§ Условие задачи 1: Изложи содержание отрывка из меморандума в двух предложениях.
§ Условие задачи 2: Продублируй без изменений часть отрывка из меморандума, начиная со слов «Слишком уж многочисленны» и продолжая вплоть до слов «ненужных, и непонятных.».
─── Фрагмент документа ───
В частности, автор меморандума отмечал: «С этой точки зрения борьба между Германией и Россией, независимо от ее исхода, глубоко нежелательна для обеих сторон, как, несомненно, сводящаяся к ослаблению мирового консервативного начала, единственным надежным оплотом которого являются названные две великие державы. Более того, нельзя не предвидеть, что, при исключительных условиях надвигающейся общеевропейской войны, таковая, опять-таки независимо от ее исхода, представит смертельную опасность и для России, и для Германии. По глубокому убеждению, основанному на тщательном многолетнем изучении всех современных противогосударственных течений, в побежденной стране неминуемо разразится социальная революция, которая, силою вещей, перекинется и в страну-победительницу.
Слишком уж многочисленны те каналы, которыми, за много лет мирного сожительства, незримо соединены обе страны, чтобы коренные социальные потрясения, разыгравшиеся в одной из них, не отразились бы и в другой. Что эти потрясения будут носить именно социальный, а не политический характер, — в этом не может быть никаких сомнений, и это не только в отношении России, но и в отношении Германии. Особенно благоприятную почву для социальных потрясений представляет, конечно, Россия, где народные массы, несомненно, исповедуют принципы бессознательного социализма… Русский простолюдин, крестьянин и рабочий одинаково не ищет политических прав, ему и ненужных, и непонятных.
Крестьянин мечтает о даровом наделении его чужою землею, рабочий — о передаче ему всего капитала и прибылей фабриканта, и дальше этого их вожделения не идут…
Но в случае неудачи, возможность которой, при борьбе с таким противником, как Германия, нельзя не предвидеть, — социальная революция, в самых крайних ее проявлениях, у нас неизбежна.
Как уже было указано, начнется с того, что все неудачи будут приписаны правительству. В законодательных учреждениях начнется яростная кампания против него, как результат которой в стране начнутся революционные выступления. Эти последние сразу же выдвинут социалистические лозунги, единственные, которые могут поднять и сгруппировать широкие слои населения, сначала черный передел, а засим и общий раздел всех ценностей и имуществ. Побежденная армия, лишившаяся к тому же за время войны наиболее надежного кадрового своего состава, охваченная в большей части стихийно общим крестьянским стремлением к земле, окажется слишком деморализованною, чтобы послужить оплотом законности и порядка. Законодательные учреждения и лишенные действительного авторитета в глазах народа оппозиционно-интеллигентные партии будут не в силах сдержать расходившиеся народные волны, ими же поднятые, и Россия будет ввергнута в беспросветную анархию, исход которой не поддается даже предвидению…».
─── Извлечённые данные ───
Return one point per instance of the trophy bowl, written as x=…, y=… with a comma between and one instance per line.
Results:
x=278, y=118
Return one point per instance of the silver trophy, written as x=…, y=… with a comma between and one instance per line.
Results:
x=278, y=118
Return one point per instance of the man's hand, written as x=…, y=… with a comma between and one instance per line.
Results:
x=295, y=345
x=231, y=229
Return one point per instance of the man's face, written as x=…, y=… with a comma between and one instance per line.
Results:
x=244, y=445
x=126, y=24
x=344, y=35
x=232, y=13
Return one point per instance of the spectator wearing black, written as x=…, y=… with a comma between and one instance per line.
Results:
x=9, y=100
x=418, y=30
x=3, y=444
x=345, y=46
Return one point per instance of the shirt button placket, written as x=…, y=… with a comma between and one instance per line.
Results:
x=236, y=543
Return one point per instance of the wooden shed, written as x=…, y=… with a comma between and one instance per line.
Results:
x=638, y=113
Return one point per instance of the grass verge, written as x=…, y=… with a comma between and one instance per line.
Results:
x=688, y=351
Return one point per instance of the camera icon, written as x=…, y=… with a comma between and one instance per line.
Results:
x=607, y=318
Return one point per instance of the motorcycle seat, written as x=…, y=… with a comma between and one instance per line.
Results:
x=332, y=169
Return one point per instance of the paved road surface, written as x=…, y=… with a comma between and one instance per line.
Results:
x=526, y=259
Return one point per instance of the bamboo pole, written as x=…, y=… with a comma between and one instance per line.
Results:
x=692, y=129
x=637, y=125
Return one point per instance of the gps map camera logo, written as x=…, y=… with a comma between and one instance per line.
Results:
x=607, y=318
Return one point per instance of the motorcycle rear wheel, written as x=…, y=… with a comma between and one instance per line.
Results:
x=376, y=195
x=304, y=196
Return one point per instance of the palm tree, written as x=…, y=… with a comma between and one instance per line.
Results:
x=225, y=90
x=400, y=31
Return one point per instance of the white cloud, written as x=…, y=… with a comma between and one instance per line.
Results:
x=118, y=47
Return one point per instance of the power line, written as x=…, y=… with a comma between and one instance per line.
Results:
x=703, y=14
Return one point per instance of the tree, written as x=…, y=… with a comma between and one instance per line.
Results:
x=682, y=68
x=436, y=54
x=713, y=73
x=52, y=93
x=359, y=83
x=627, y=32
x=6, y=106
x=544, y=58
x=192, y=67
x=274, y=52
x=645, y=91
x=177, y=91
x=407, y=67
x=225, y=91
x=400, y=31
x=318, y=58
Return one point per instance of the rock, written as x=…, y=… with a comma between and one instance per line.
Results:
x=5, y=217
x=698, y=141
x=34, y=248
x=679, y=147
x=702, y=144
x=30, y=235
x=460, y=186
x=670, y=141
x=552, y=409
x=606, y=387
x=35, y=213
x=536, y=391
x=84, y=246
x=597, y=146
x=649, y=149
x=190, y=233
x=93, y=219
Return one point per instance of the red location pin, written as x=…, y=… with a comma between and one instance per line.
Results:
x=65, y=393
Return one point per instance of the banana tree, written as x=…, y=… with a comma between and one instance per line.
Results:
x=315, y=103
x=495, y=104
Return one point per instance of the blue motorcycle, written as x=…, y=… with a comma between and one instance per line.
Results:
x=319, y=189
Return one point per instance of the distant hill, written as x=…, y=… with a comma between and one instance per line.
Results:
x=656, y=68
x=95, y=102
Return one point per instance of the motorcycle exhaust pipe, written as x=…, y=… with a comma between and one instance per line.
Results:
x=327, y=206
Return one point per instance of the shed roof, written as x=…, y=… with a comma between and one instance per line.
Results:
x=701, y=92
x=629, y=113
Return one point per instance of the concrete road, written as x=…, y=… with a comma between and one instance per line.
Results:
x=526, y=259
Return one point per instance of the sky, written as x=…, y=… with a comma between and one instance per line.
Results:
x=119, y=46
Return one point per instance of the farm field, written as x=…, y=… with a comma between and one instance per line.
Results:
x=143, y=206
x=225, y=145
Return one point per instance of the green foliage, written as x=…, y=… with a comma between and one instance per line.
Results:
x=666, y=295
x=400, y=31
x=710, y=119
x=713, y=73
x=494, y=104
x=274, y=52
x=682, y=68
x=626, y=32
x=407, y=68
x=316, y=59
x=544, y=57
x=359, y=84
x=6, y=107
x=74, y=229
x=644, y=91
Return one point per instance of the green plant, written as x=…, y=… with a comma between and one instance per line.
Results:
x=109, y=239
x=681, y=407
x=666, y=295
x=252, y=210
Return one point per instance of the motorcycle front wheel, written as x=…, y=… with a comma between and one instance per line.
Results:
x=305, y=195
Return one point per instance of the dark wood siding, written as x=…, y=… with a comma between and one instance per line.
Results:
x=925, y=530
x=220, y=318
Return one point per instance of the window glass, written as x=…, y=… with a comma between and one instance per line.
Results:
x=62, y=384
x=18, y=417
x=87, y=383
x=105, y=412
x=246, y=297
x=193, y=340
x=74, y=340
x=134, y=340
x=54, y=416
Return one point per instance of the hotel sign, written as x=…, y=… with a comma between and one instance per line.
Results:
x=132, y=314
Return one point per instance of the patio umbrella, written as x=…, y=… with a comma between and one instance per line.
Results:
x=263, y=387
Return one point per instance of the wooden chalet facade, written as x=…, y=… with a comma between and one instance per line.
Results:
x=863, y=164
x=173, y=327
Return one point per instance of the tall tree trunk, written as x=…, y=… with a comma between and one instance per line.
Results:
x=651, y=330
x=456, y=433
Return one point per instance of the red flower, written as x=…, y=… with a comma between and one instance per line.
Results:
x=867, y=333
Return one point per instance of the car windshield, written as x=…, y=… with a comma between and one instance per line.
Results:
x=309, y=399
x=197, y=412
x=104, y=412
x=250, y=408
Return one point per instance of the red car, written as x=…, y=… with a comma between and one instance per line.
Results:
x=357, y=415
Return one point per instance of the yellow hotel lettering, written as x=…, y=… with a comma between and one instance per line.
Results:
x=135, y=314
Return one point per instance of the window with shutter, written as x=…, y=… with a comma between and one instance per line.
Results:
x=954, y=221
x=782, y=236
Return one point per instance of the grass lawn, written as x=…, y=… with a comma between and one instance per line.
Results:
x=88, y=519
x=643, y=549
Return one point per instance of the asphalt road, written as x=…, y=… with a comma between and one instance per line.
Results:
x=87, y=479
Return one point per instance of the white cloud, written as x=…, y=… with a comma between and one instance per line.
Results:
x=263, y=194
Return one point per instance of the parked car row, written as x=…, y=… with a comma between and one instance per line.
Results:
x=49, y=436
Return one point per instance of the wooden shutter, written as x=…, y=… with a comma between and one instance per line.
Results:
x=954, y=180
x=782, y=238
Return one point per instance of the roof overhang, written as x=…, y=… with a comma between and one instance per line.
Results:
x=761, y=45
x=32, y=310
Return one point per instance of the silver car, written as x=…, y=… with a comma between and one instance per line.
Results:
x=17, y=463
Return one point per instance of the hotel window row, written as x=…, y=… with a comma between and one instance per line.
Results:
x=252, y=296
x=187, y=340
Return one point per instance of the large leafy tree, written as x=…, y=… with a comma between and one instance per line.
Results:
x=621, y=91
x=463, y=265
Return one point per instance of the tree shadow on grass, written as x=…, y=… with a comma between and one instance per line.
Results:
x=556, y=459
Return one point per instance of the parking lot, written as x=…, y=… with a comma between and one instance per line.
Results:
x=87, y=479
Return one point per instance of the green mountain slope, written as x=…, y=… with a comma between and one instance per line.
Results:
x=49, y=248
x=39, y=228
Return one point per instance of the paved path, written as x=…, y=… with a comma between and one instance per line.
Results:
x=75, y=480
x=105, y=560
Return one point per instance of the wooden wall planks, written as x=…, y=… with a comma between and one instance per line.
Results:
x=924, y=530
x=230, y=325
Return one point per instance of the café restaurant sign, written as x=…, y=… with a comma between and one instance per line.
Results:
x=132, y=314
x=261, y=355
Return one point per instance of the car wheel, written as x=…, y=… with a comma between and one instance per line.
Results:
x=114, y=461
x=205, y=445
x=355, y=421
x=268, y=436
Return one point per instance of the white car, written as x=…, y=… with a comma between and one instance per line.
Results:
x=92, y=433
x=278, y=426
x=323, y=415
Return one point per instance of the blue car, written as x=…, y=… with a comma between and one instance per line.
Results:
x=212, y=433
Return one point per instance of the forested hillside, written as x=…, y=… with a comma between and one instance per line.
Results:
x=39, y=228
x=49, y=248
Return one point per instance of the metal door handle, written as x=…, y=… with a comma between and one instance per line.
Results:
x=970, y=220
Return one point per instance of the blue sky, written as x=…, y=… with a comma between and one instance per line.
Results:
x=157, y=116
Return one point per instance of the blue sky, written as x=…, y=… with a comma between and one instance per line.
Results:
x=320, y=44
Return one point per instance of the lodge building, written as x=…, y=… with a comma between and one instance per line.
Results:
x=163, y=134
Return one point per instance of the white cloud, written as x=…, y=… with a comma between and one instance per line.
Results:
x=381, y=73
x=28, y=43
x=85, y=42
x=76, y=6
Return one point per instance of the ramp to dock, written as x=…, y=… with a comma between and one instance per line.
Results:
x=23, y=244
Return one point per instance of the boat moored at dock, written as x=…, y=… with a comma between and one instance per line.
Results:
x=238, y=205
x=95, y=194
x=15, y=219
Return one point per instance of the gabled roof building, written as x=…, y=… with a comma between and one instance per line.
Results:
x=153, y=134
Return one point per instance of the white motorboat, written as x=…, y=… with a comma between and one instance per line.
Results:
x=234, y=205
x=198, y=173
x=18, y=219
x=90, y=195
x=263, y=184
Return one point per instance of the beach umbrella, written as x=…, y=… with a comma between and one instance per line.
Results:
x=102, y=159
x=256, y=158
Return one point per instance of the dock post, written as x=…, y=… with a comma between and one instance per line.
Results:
───
§ Разобранный ответ 1: Автор меморандума считает войну между Германией и Россией глубоко нежелательной для обеих держав, так как она ослабит мировое консервативное начало, а в побежденной стране неминуемо разразится социальная революция, которая перекинется и в страну-победительницу. Особенно благоприятной почвой для таких потрясений названа Россия, где в случае неудачи все провалы припишут правительству, начнутся революционные выступления под социалистическими лозунгами, деморализованная армия не сможет послужить оплотом порядка, и страна будет ввергнута в беспросветную анархию.

§ Разобранный ответ 2:
Слишком уж многочисленны те каналы, которыми, за много лет мирного сожительства, незримо соединены обе страны, чтобы коренные социальные потрясения, разыгравшиеся в одной из них, не отразились бы и в другой. Что эти потрясения будут носить именно социальный, а не политический характер, — в этом не может быть никаких сомнений, и это не только в отношении России, но и в отношении Германии. Особенно благоприятную почву для социальных потрясений представляет, конечно, Россия, где народные массы, несомненно, исповедуют принципы бессознательного социализма… Русский простолюдин, крестьянин и рабочий одинаково не ищет политических прав, ему и ненужных, и непонятных.